When a crippling ransomware attack wreaked havoc on computers around the world earlier this year, it did so with alarming, worm-like speed. It didn’t take long for security researchers to find out why. The highly sophisticated code that was used to sneak silently into computers, largely undetected, had been stolen from the NSA.

The incident thrust a long-simmering debate about the disclosure of previously undiscovered software flaws into the spotlight: how should government agencies decide which vulnerabilities to report, and which ones to keep secret for future use?

In the U.S., the policy governing this careful weighing of stakes is known as the Vulnerabilities Equities Process, or VEP.

In Canada, spies have for the first time acknowledged that a similar process exists here, too.

Source: CBC

Date: September 8th, 2017

Link: http://www.cbc.ca/news/technology/canada-cse-spies-zero-day-software-vulnerabilities-1.4276007

Discussion

1) “So-called zero-day vulnerabilities are considered especially serious because no patches have been developed to fix them, and software developers — be it Microsoft, Apple, Google, or others — don’t know the flaws exist.”  How long do you think it makes sense for the likes of Microsoft, Apple or Google to be given to fix these issues?

2) How long should the intelligence services be given to track down the cybercriminals before these issues are made public?

● **THE TASKS**:
- 1) In the article on undisclosed software flaws, replace "intelligence services" with "spy agencies" and write out the passage from "Date: September 8th, 2017" up to and including "are made public?".
- 2) Shorten the paragraph of the article on undisclosed software flaws that begins "When a crippling ransomware attack" to a single sentence that keeps its main facts.
- 3) Answer these questions from the article on undisclosed software flaws:
(a) What is the U.S. policy for weighing which vulnerabilities to disclose called?
(b) Which outlet is given as the source?
(c) Why are zero-day vulnerabilities considered especially serious?

● **EXTRACTED DATA**:
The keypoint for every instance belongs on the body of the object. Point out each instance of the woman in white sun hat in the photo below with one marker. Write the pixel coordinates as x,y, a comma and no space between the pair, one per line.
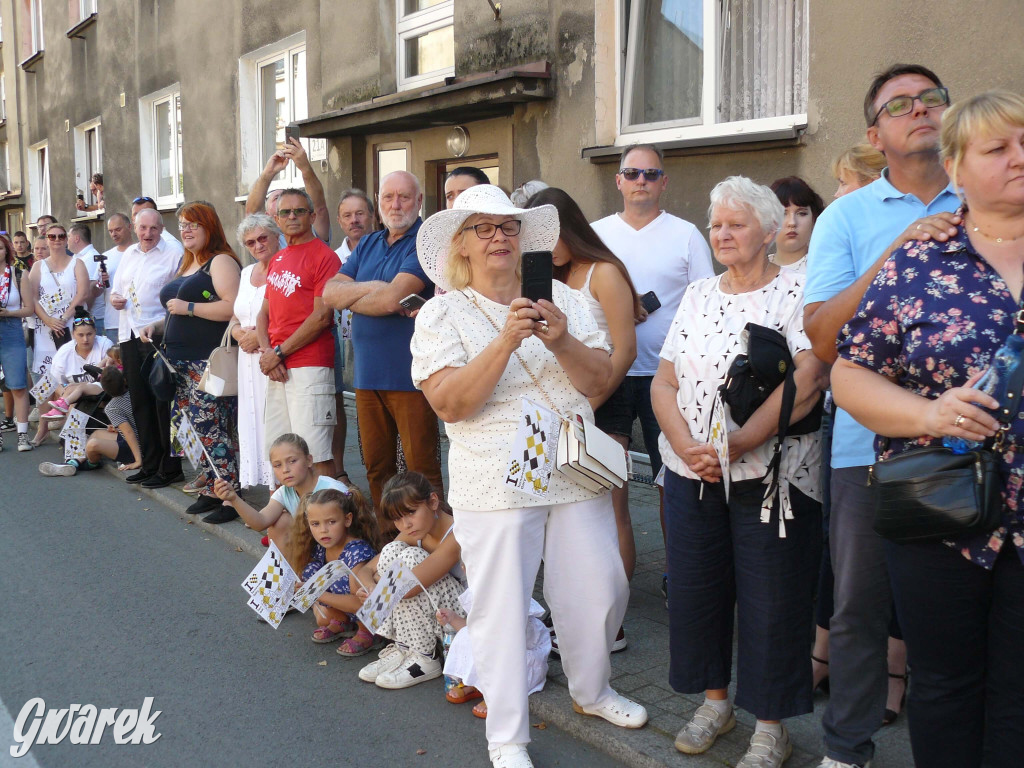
477,350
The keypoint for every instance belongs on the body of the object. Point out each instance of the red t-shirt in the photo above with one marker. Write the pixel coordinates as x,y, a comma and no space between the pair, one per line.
296,276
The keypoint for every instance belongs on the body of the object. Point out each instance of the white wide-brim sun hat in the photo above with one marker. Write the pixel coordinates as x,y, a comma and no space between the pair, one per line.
433,242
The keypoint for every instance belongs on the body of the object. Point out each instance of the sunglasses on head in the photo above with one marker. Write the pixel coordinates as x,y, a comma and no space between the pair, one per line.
261,239
632,174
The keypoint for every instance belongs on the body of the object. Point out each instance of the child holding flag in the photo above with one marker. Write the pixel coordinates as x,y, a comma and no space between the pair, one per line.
426,546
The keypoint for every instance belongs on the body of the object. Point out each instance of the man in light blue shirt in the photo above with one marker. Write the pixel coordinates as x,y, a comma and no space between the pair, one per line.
851,241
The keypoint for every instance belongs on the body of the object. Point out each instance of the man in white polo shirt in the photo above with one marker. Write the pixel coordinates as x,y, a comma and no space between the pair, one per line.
663,254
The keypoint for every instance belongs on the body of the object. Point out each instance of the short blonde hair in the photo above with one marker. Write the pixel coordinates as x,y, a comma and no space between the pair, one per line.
458,270
979,116
862,160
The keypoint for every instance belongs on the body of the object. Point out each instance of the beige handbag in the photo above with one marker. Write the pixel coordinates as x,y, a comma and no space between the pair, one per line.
221,376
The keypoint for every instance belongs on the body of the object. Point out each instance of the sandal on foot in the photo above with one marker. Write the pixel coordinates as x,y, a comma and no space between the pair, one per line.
463,693
332,633
361,642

● **WRITTEN ANSWERS**:
- 1)
Date: September 8th, 2017

Link: http://www.cbc.ca/news/technology/canada-cse-spies-zero-day-software-vulnerabilities-1.4276007

Discussion

1) “So-called zero-day vulnerabilities are considered especially serious because no patches have been developed to fix them, and software developers — be it Microsoft, Apple, Google, or others — don’t know the flaws exist.”  How long do you think it makes sense for the likes of Microsoft, Apple or Google to be given to fix these issues?

2) How long should the spy agencies be given to track down the cybercriminals before these issues are made public?

- 2) Earlier this year, a ransomware attack spread with worm-like speed across computers worldwide, and researchers soon found that its sophisticated code, which slipped into machines largely undetected, had been stolen from the NSA.

- 3)
(a) The Vulnerabilities Equities Process, or VEP.
(b) CBC.
(c) No patches have been developed to fix them, and software developers don't know the flaws exist.